--- WHAT IS EXPECTED ---
Copy the records below verbatim, from the first line through the line containing "column 5, row 52.", inclusive, and output nothing else.

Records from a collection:
==============================
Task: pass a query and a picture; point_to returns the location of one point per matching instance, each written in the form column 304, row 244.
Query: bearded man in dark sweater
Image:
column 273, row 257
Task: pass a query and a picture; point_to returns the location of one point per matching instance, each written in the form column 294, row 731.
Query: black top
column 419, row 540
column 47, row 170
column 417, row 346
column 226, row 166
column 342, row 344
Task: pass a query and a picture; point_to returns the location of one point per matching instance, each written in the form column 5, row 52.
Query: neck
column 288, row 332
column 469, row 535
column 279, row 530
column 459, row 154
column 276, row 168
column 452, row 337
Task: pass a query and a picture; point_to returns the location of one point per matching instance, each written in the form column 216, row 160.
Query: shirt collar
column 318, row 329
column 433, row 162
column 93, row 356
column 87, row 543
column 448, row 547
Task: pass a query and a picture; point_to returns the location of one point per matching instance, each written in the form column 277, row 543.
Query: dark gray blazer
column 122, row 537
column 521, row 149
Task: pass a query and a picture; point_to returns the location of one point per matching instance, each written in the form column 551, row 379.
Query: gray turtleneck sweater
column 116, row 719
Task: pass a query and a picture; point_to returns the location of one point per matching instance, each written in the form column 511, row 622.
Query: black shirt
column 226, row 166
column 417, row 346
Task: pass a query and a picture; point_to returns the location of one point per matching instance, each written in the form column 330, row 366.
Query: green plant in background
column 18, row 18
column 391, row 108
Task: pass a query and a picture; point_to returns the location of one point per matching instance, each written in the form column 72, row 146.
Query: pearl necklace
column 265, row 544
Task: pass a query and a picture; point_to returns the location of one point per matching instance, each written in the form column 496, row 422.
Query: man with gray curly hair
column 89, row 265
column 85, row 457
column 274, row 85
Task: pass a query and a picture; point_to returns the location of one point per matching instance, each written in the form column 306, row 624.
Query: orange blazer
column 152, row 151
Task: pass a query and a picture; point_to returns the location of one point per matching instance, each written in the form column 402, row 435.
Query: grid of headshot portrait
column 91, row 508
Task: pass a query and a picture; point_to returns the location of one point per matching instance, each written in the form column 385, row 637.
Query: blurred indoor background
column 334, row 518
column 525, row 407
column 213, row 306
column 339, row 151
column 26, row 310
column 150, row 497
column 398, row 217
==============================
--- RESULT OF THE EXERCISE ---
Task: pass a query and a picture; point_to returns the location of one point per matching instance, each written in the form column 304, row 244.
Query: bearded man in dark sweater
Image:
column 273, row 257
Task: pass a query and a picture; point_to returns the location of one point per matching instance, each written in the form column 294, row 731.
Query: black top
column 419, row 540
column 47, row 170
column 417, row 346
column 226, row 166
column 342, row 344
Task: pass a query and a picture; point_to returns the location of one point per matching instance, each written in the form column 5, row 52.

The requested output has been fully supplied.